[Text block Boundary: Start]

The first time Sarah J. Robinson tried to kill herself was eight months after she became a born-again Christian.

She had struggled with suicidal thoughts since elementary school. She would imagine jumping into highway traffic or fill her hand with pills and consider swallowing them. But her depression only deepened after she was baptized as a teen and poured herself into Bible studies and upbeat youth-group projects.

She felt like a failure. Finally, she pressed a knife harder and harder into her skin -- but she couldn't force herself to end it all on the kitchen floor. Looking back, she wrote: "I didn't want my family to find me there, so I got up and put the knife away. I climbed into bed, put on a worship CD, cursed God and went to sleep."

Robinson kept stacks of journals and they provided crucial material for "I Love Jesus, But I Want to Die," a book written during three years of struggle and research. Her battles with depression have continued, even during her years working as a youth minister.

Images of handwritten pages appear in the book, including this 2007 plea: "Lord, I'm struggling. I need your help. This week has been really rough -- I've been sad & lonely & angry & numb. I cut myself and berated myself, wished for the end, tried so hard to hide it. I'm not just empty -- I've become a vacuum, taking on more and more of the absence of your presence. … God, please don't let me be lost."

[Text block Boundary: End]
[Dataset excerpts Boundary: Start]

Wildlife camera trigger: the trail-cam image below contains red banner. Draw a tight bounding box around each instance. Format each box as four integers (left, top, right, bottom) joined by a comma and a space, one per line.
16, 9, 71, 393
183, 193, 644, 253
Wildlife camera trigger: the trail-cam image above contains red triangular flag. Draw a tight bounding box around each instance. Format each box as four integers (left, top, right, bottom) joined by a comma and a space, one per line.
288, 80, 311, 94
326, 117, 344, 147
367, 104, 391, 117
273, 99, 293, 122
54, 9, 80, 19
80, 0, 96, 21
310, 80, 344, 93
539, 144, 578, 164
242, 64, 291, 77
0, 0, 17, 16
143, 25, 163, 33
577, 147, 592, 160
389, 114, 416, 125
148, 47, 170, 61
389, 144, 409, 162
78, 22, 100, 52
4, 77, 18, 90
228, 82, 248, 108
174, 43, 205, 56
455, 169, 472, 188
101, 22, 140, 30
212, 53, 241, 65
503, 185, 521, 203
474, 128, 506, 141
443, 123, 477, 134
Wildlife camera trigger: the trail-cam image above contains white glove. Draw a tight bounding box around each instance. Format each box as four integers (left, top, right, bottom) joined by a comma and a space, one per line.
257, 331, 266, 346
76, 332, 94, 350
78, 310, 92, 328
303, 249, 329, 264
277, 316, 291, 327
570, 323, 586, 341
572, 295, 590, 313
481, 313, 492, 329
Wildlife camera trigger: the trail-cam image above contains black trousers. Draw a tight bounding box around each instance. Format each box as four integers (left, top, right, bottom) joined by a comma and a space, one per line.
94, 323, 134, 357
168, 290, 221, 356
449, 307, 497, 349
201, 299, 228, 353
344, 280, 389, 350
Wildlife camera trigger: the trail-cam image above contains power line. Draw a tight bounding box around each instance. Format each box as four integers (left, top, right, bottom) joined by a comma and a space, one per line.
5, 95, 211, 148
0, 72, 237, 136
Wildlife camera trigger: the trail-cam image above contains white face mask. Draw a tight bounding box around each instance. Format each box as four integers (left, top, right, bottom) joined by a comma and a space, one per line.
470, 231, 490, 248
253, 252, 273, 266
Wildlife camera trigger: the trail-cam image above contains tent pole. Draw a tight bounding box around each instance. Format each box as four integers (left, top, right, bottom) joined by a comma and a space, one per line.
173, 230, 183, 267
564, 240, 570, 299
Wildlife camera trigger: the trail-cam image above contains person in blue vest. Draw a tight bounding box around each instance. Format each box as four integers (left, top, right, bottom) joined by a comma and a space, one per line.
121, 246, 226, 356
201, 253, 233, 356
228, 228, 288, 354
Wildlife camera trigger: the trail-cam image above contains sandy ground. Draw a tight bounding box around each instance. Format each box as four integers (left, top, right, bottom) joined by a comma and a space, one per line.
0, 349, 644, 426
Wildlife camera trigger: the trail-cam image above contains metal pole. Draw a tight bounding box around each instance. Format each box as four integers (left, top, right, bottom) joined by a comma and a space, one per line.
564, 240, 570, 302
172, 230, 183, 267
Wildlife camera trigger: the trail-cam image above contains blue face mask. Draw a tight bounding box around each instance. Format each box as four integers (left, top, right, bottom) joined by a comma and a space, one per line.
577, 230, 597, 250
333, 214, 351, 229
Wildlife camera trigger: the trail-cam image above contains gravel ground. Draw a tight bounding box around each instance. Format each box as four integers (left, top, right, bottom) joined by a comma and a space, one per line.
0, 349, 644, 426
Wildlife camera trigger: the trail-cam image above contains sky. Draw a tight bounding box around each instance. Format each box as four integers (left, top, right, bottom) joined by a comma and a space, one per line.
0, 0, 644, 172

[Dataset excerpts Boundary: End]

§ Parts of the exercise
• 1. In the passage about Sarah J. Robinson, list the feelings her 2007 journal entry says she had during "This week."
• 2. Continue the passage about Sarah J. Robinson after its last sentence.

§ Answers to each task
• 1. sad, lonely, angry, numb

• 2.
It was hard to be that vulnerable, said Robinson, reached by telephone in Nashville. But including actual journal pages "seemed like a no-brainer" if the goal was to "let other people who are hurting know they are not alone. I wanted them to know that I've been there -- in that kind of midnight."

Among secular researchers, it's common to find two views of mental-health issues, said Robinson, citing the work of Stanford University researcher Carol Dweck. The first is a "fixed mindset" that assumes these conditions are predetermined and unchangeable. Thus, "setbacks and failures reveal who we really are and will always be," said Robinson." The second is a "growth mindset" that says individuals can adapt and change.

In pews and pulpits, many believers simply assume all mental-health struggles represent a lack of faith. Strugglers will be healed if they dedicate themselves to Bible study and prayer, while turning away from their sins. Church-based "pastoral counseling" is an option.

"The idea is that if I put the right things into the spiritual vending machine, then I'll get the right things out," said Robinson.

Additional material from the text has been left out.